§ TEXT EXCERPT
════

According to Klot et al. (2007), buildings consume 36 percent of total energy used, 30 percent of raw materials used, and 12 percent of potable water used. The construction Industry is also perceived to be a low-tech industry with very low levels of innovation. That trend is slowly changing as the building process becomes more automated .

3D Printing Process

The selection of appropriate printing process depends on the budget, time needed for printing, the accuracy of the printed model and the material options available for distribution. Five types of 3D printing process 1. Stereolithography 2. Fused Deposition Modeling (FDM) 3. The inkjet powder printing process 4. Selective Laser Sintering (SLS) 5. Contour Crafting (Peng Wu et al. 2016)

3D Printing Technology In The Building And Construction Industry

• Binder jetting
• Material deposition method

• Contour Crafting

Contour crafting is an additive fabrication technology, that prints a building in place. The system includes a Gantry and a nozzle. As the printing material comes out of the nozzle, computer-controlled trowels are used to apply and spread the concrete. Maintaining a uniform level of viscosity is a challenge in Contour Crafting.

• Concrete Printing
• D-Shape

D-Shape is a factory gantry-based powder-bed, which can print up to 6m x 6m x 6m of Architectural structures. The technology has a smaller resolution of deposition 94- 6mm regarding layer depth, thus allowing control of internal and external geometries. The printer works on a powder deposition process, where the binder is used to harden selective layers of printing material.

Printing Buildings

According to Peng Wu et al. (2016) the practical obstacles that were identified when WinSun printed a 2-storeyed villa and a five storied apartment in 2014 were, 4.1. Indirect process Construction components are printed in a closed factor or an off-site location, then transported to the site and put together like a puzzle block. While installing precast concrete components, direct contact was often used instead of joints that are usually used in conventional buildings.

════

§ SOURCE DATA
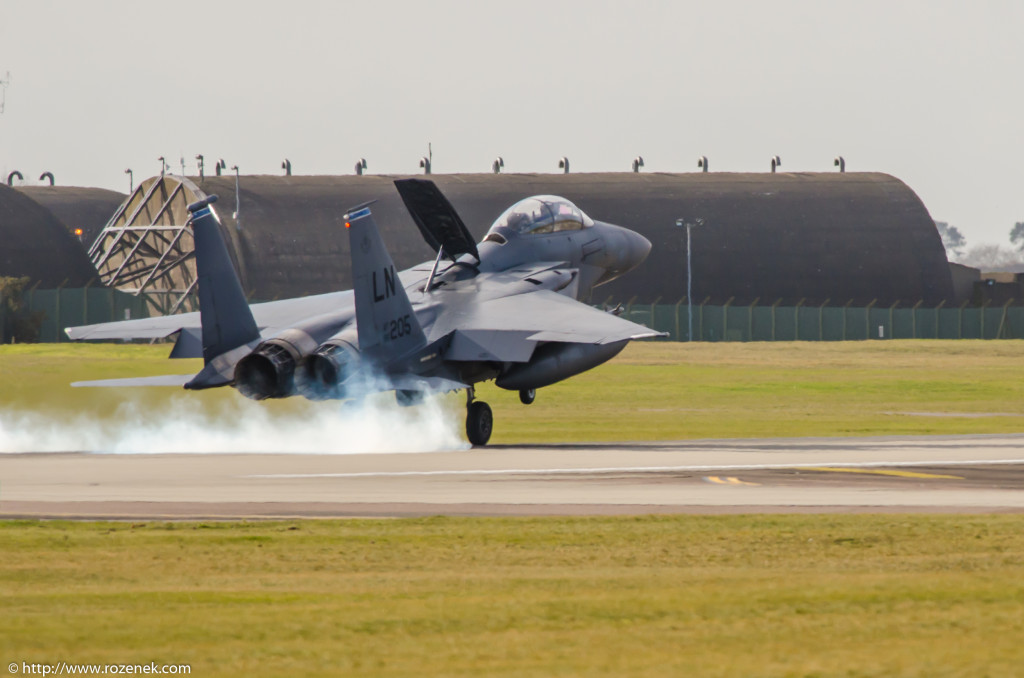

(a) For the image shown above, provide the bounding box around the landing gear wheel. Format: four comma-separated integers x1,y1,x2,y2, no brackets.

════

§ WHAT IS ASKED
(a) Name each type of 3D printing process listed in the text on 3D printing in construction.
(b) Extend the text on 3D printing in construction, picking up after its final sentence.
The material shown after the text on 3D printing in construction is separate from that text.

§ RESPONSES IN ORDER
(a) Stereolithography, Fused Deposition Modeling (FDM), the inkjet powder printing process, Selective Laser Sintering (SLS), and Contour Crafting.

(b)
• Brittleness

For load bearing components and construction components which p horizontally such as slabs, staircases, adding glass fiber to concrete to increase its strength, also made the concrete too brittle to solve the purpose. For it to work, the material had to be printed as molds. One of the intents behind the use of 3D printing is to eliminate demoulding. Even in case of C-Fab printing process, the use of Carbon fiber also lead to the brittleness of printing material. (Moltich-hou, 2015)

• Exclusion of Building services

As Building services such as electrical and plumbing were not included in the 3D printing process, additional work had to be done on the already printed 3D model which causes structural integrity related issues.

3d Printing And Building Information Modeling

3D modeling essential goes through 6 steps - digital modeling, exporting, slicing, connecting, printing and finishing (Peng Wu et al. 2016). The advantage of using BIM is it covers not only the geometric information, but also critical information such as material performance, spatial relationships, and manufacturer information. Aids in the construction on complicated structures with complex geometries that might not be possible to build efficiently using conventional construction process.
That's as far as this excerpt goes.